Excerpts from a dataset:
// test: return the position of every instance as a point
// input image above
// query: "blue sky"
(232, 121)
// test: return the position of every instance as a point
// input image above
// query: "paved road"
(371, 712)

> **Requirement**
In this exercise, the data above is to be printed exactly.

> **Expected output**
// test: return the position of every instance as a point
// input image above
// query: "blue sky"
(232, 121)
// test: return the position of every instance as a point
// input image above
// query: "paved road"
(371, 712)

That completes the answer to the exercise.